» **Passage shown**:
+-------+
SPECIAL-TASK VALVES PART 1

I'm special (special)So special (special)I gotta have some of your attention, give it to me

("Brass in Pocket," by the Pretenders, 1979)

SPECIAL-TASK VALVES
HAVE SPECIAL JOBS TO DO

Brilliant PTOA Readers and Students ...meaning those who are reading the PTOA Segments in the intended, sequential order ... just finished learning about the four jobs Valves perform in the Piping Network of a processing facility.

There are a few Special-Task Valves that perform special tasks.

Special-Task Valves include:

Left: The ISA Symbol for a Pressure Reducing/Regulating Valve. Middle: The ISA Symbol for a Back Pressure Valve. Right: The ISA Symbol for a Pressure Relief Valve.

Pressure Reducing/ Regulating Valves.
Back Pressure Regulating Valves.
Blow-Off/ Blow-Down Valves,
On-Off Valves and their Actuators
- Solenoids.
- Motorized Operated Valves.
- Hydraulic Operated Valves.

This PTOA Segment will focus on the form, function, and confusing nomenclature of Pressure Reducing/Regulating Valves and Back Pressure Regulating Valves.

The Pressure Reducing/Regulating Valve performs a similar task to the Step-down transformers shown in this graphic. A Step-down transformer decreases the high 400kV voltage to a much lower 13kV voltage which is further stepped down to 240V ...a lower voltage which is safely usable in the house. Likewise, a Pressure Reducing/ Regulating Valve decreases the high PV Pressure of a distributed process fluid to a safe flowing pressure that can be safely used.

These two types of valves are piped directly into the flowing path of the process stream which enables them to simultaneously impact the steadiness of the PV Flowrate and the magnitude of the flowing PV Pressure.

However, before delving into the form and function of the hardware some attention must be paid to learning the terms "Upstream" and "Downstream."

Understanding these terms is a prerequisite to competently understanding the function of Pressure Reducing/ Regulating Valves and Back Pressure Regulating Valves.

THE MEANING OF "UPSTREAM" and "DOWNSTREAM" IN A PIPING NETWORK

The descriptors "Upstream" and "Downstream" describe the relative position of a fluid flowing through The Piping Network.

There is a hardware component in the middle of this pipe. The YELLOW stream has a black arrow which indicates the flow direction is to the right. The YELLOW stream is flowing UPSTREAM of the hardware component. The GREEN stream is flowing DOWNSTREAM of the hardware component.

First, pick a reference point within the Piping Network ... like a Valve or a Pipe Fitting.
+-------+
» **Data lines**:
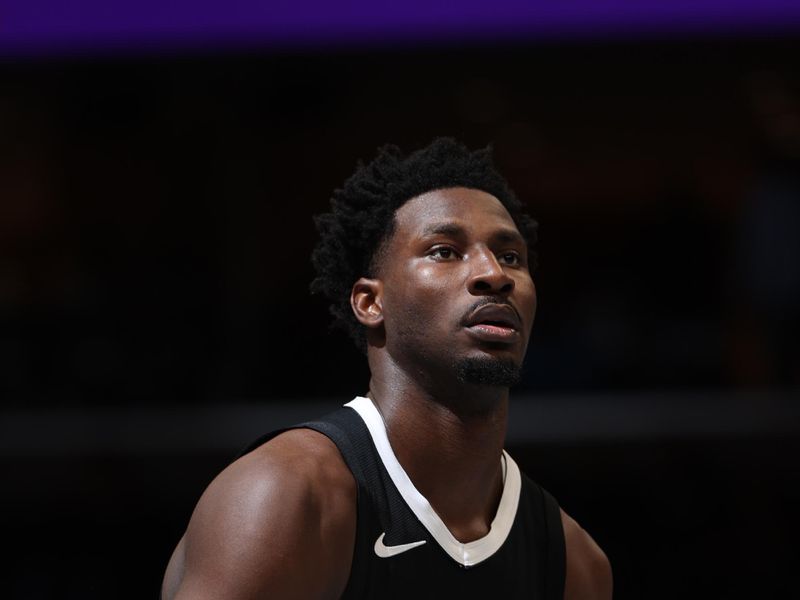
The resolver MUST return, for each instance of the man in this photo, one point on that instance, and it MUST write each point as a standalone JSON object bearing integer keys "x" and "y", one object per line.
{"x": 406, "y": 491}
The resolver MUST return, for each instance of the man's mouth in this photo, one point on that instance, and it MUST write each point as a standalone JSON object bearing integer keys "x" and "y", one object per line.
{"x": 494, "y": 323}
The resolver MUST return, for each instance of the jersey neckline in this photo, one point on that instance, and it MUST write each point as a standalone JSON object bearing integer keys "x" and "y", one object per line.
{"x": 466, "y": 554}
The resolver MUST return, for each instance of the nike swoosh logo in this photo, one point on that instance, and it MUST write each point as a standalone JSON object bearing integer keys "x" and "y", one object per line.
{"x": 384, "y": 551}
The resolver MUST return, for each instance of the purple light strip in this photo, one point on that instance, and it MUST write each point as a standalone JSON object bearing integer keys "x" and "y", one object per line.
{"x": 42, "y": 25}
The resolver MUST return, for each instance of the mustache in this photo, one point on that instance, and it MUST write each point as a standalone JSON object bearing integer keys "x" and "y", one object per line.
{"x": 487, "y": 300}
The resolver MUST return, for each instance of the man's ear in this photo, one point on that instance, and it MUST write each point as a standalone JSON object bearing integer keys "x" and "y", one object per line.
{"x": 366, "y": 298}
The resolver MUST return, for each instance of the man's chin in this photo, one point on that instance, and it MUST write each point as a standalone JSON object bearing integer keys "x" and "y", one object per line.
{"x": 488, "y": 371}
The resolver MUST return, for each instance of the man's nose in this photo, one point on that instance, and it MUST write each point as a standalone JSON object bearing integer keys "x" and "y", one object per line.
{"x": 488, "y": 275}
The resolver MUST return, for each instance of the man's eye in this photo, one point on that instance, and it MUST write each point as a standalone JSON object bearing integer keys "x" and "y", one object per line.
{"x": 509, "y": 258}
{"x": 442, "y": 253}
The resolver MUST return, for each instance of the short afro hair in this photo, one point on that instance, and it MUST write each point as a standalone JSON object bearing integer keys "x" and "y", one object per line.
{"x": 362, "y": 214}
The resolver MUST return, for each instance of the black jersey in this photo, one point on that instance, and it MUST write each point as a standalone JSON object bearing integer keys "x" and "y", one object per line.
{"x": 404, "y": 550}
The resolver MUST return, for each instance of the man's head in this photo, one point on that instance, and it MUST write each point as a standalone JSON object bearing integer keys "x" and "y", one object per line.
{"x": 399, "y": 195}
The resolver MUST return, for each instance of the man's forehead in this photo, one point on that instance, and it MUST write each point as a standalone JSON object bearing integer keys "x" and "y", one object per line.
{"x": 449, "y": 206}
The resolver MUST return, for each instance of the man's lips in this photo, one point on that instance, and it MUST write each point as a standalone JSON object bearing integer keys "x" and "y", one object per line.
{"x": 494, "y": 323}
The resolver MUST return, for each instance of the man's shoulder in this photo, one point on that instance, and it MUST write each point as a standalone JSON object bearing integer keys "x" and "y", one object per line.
{"x": 283, "y": 510}
{"x": 589, "y": 574}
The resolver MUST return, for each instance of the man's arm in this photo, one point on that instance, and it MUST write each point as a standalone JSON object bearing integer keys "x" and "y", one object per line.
{"x": 279, "y": 523}
{"x": 588, "y": 570}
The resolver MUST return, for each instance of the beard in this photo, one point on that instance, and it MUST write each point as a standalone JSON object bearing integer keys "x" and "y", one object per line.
{"x": 488, "y": 371}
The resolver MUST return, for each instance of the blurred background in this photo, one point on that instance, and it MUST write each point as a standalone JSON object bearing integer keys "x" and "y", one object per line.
{"x": 160, "y": 164}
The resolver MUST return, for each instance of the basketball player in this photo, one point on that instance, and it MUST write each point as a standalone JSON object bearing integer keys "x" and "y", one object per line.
+-------+
» **Exercise**: Repeat the valves text from "This PTOA Segment" up to and including "be safely used.", renaming "voltage" as "potential" wherever it occurs.

» **Full response**:
This PTOA Segment will focus on the form, function, and confusing nomenclature of Pressure Reducing/Regulating Valves and Back Pressure Regulating Valves.

The Pressure Reducing/Regulating Valve performs a similar task to the Step-down transformers shown in this graphic. A Step-down transformer decreases the high 400kV potential to a much lower 13kV potential which is further stepped down to 240V ...a lower potential which is safely usable in the house. Likewise, a Pressure Reducing/ Regulating Valve decreases the high PV Pressure of a distributed process fluid to a safe flowing pressure that can be safely used.